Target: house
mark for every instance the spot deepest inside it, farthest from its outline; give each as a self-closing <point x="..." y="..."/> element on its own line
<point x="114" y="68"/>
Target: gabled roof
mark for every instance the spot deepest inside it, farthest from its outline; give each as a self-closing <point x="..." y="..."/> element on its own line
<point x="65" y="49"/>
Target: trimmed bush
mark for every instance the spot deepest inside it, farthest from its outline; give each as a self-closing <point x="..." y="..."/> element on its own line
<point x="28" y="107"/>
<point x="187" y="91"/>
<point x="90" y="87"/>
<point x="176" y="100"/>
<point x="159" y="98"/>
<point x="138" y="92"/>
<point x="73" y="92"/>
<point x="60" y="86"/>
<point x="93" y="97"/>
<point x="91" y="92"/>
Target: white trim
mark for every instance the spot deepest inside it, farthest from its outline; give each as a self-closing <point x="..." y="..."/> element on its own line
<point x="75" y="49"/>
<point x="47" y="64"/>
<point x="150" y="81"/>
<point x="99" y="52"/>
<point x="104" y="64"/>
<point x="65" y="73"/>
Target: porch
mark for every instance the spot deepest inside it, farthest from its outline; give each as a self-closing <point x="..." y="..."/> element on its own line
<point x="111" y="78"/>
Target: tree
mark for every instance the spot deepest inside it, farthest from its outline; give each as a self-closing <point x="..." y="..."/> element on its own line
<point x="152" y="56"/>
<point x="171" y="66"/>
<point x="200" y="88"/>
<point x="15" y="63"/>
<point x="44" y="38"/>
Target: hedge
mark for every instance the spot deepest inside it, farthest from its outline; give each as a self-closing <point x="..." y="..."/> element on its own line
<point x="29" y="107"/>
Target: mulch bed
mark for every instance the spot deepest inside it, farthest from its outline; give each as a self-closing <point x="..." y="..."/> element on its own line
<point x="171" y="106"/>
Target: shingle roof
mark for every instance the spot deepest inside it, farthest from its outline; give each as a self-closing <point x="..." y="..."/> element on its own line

*TASK PROMPT*. Lines from the top of the data above through the line with "Target: hedge", both ends included: copy them exactly, nothing more.

*TASK OUTPUT*.
Target: house
mark for every instance the spot deepest inside it, farthest from its outline; give each as a self-closing <point x="..." y="..."/> element on its own line
<point x="114" y="68"/>
Target: gabled roof
mark for every instance the spot deepest inside it, farthest from its outline; give each as a self-closing <point x="..." y="..."/> element on its own line
<point x="65" y="49"/>
Target: trimmed bush
mark for every instance the spot deepest inside it, farthest from its outline; give each as a self-closing <point x="..." y="..."/> element on its own line
<point x="28" y="107"/>
<point x="187" y="91"/>
<point x="90" y="87"/>
<point x="176" y="100"/>
<point x="159" y="98"/>
<point x="138" y="92"/>
<point x="73" y="92"/>
<point x="60" y="86"/>
<point x="93" y="97"/>
<point x="91" y="92"/>
Target: white trim
mark for every instance the spot deepest inside it, farthest from its outline; give each as a self-closing <point x="..." y="..."/> element on its own line
<point x="75" y="49"/>
<point x="47" y="64"/>
<point x="150" y="81"/>
<point x="99" y="52"/>
<point x="104" y="64"/>
<point x="65" y="73"/>
Target: porch
mark for every instance the spot deepest inside it, farthest from its outline; give each as a self-closing <point x="..." y="..."/> element on its own line
<point x="111" y="78"/>
Target: tree
mark for every instance the spot deepest inside it, farthest from its outline; give each as a self-closing <point x="..." y="..."/> element on its own line
<point x="152" y="56"/>
<point x="171" y="66"/>
<point x="200" y="88"/>
<point x="15" y="63"/>
<point x="44" y="38"/>
Target: hedge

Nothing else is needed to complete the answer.